DIRECTIONS
Reproduce verbatim the lines of the records beginning at the line that contains "Could I trouble you to find the green leaf in" and ending after the line that contains "[504,733,1324,892]", with both of those lines included.
+++ ENTRIES PROVIDED
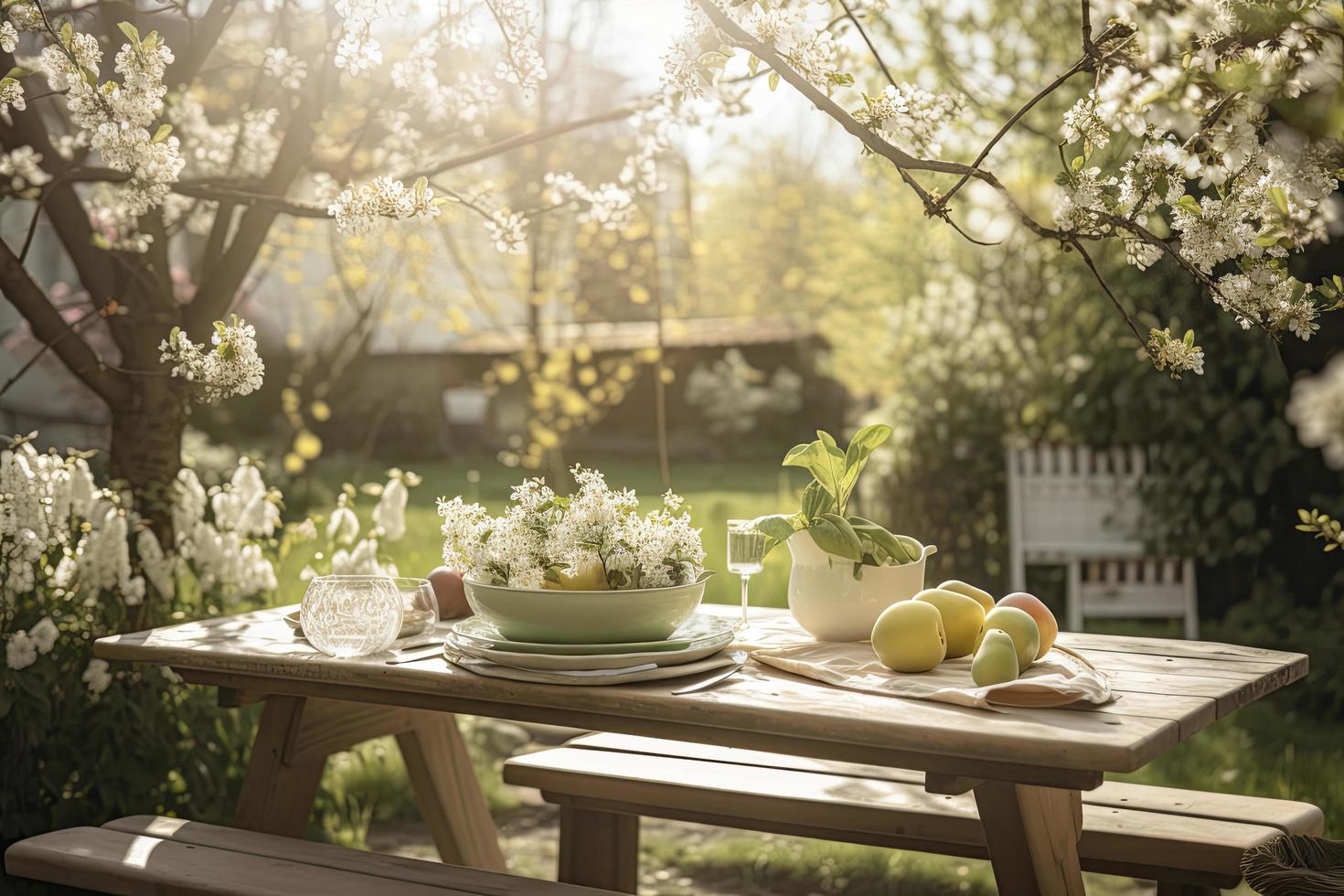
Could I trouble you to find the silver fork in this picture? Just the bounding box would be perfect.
[672,650,747,693]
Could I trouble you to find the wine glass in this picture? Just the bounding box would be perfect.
[298,575,406,659]
[729,520,764,635]
[392,576,438,639]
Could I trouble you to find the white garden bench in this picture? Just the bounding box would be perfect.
[1008,444,1199,641]
[4,816,613,896]
[504,733,1324,896]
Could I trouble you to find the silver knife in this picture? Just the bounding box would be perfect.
[387,644,443,667]
[672,650,747,693]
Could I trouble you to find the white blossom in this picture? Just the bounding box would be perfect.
[1061,90,1110,149]
[326,176,441,234]
[80,656,112,696]
[541,172,635,229]
[1286,355,1344,470]
[334,0,386,75]
[741,0,838,89]
[326,498,358,544]
[853,83,961,155]
[40,31,184,219]
[28,616,60,653]
[262,47,308,90]
[0,78,28,112]
[0,146,51,192]
[158,315,266,404]
[4,629,37,672]
[486,0,546,95]
[1147,326,1204,380]
[374,478,410,541]
[438,466,704,589]
[485,208,528,255]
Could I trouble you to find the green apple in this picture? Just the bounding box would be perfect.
[976,607,1040,675]
[938,579,995,613]
[970,629,1018,688]
[914,589,986,659]
[998,591,1059,659]
[872,601,947,672]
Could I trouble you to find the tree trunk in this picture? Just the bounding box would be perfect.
[111,376,187,548]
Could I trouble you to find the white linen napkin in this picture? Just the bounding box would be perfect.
[752,641,1115,709]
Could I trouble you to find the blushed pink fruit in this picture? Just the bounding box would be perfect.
[425,567,472,619]
[997,591,1059,659]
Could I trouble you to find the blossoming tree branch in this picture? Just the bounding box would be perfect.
[666,0,1344,378]
[0,0,667,510]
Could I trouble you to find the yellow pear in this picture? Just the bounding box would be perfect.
[970,629,1018,688]
[938,579,995,613]
[998,591,1059,659]
[872,601,947,672]
[976,607,1040,675]
[546,556,612,591]
[914,589,986,659]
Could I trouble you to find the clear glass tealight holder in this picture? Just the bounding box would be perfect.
[298,575,403,658]
[392,576,438,639]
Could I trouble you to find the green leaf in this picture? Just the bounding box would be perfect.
[849,516,914,566]
[781,437,844,497]
[807,513,863,560]
[752,513,798,541]
[803,480,836,523]
[837,423,891,510]
[1269,187,1287,215]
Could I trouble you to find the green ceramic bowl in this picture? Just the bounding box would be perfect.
[463,572,712,644]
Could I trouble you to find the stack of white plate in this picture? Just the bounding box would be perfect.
[443,615,734,685]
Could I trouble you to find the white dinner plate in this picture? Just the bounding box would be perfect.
[446,629,732,672]
[453,615,732,656]
[445,646,737,687]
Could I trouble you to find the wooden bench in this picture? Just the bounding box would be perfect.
[4,816,610,896]
[504,733,1324,895]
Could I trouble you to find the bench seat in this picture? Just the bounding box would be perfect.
[4,816,613,896]
[504,733,1324,892]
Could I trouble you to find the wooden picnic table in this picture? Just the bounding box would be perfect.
[94,604,1307,893]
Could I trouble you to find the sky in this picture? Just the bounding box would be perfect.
[572,0,859,178]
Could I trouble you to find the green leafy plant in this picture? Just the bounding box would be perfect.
[755,424,924,579]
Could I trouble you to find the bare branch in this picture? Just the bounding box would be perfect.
[1070,240,1147,350]
[0,240,132,407]
[840,0,896,88]
[696,0,1072,243]
[0,307,101,395]
[187,101,314,332]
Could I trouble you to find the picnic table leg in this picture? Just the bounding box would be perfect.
[975,781,1083,896]
[397,712,508,870]
[234,695,506,870]
[557,804,640,893]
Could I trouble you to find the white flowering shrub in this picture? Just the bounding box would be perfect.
[438,466,704,590]
[0,439,420,839]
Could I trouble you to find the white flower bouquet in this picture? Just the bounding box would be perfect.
[438,466,704,591]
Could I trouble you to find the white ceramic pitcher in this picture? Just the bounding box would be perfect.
[787,529,938,641]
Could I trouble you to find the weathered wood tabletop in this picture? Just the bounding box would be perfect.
[94,606,1307,892]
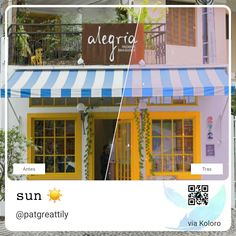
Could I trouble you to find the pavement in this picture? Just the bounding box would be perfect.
[0,209,236,236]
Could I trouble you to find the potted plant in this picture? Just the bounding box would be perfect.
[0,126,31,217]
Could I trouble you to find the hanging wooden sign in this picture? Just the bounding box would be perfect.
[82,24,144,65]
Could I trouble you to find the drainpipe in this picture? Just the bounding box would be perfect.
[7,98,22,131]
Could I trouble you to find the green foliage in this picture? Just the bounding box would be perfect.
[16,25,31,57]
[0,127,31,200]
[116,0,166,31]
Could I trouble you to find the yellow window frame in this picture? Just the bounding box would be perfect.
[146,111,201,179]
[27,113,82,180]
[88,112,139,180]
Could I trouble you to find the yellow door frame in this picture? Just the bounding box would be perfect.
[88,112,139,180]
[146,111,201,180]
[27,113,82,180]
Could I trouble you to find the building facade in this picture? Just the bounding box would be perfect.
[1,4,229,183]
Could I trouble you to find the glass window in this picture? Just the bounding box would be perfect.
[152,119,194,172]
[32,119,76,173]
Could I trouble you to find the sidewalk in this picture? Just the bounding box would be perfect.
[0,210,236,236]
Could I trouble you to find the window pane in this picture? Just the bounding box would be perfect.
[56,156,65,172]
[184,156,193,171]
[45,138,54,155]
[152,138,161,154]
[152,120,161,136]
[163,138,172,154]
[66,120,75,136]
[184,120,193,136]
[55,120,64,137]
[34,138,43,154]
[45,120,54,137]
[163,156,172,171]
[174,138,183,154]
[56,138,64,154]
[184,138,193,154]
[152,156,162,172]
[66,156,75,172]
[162,120,172,136]
[34,156,43,163]
[34,120,43,137]
[66,138,75,154]
[45,156,54,172]
[174,156,183,171]
[173,120,183,136]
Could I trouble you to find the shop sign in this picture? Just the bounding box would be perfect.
[207,116,213,139]
[206,144,215,156]
[82,24,144,65]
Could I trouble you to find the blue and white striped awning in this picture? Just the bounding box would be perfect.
[1,67,229,98]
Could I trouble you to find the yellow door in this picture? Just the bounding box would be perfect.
[113,120,132,180]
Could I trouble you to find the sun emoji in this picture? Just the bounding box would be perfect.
[48,188,62,202]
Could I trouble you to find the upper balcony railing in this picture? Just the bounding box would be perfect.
[8,23,166,65]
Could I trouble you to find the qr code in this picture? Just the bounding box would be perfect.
[188,185,209,206]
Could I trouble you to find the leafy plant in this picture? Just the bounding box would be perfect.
[0,126,31,200]
[16,25,31,59]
++++++
SOLUTION FOR THIS TASK
Could I trouble you to find the green leaf in this picture? Just the bounding box would be perfect.
[849,516,914,566]
[781,437,844,497]
[807,513,863,560]
[752,513,798,541]
[803,480,836,523]
[837,423,891,510]
[1269,187,1287,215]
Could I trouble you to find the green ceramic bowl in this picture? Just the bounding box would be perfect.
[463,572,712,644]
Could I trouble you to find the stack of white plate in this picture? Just the bounding box would be perfect.
[443,615,734,685]
Could I trouble you to find the white dinner plate in this picture? Just the bounding box would be perfect.
[446,629,732,672]
[453,615,732,656]
[445,646,737,687]
Could I trouble you to find the wooden bench in this picture? Just the bounding box would be perfect.
[4,816,610,896]
[504,733,1324,895]
Could I trouble you to find the bench seat in this picture? Just the bounding box would be perfect.
[4,816,613,896]
[504,733,1324,892]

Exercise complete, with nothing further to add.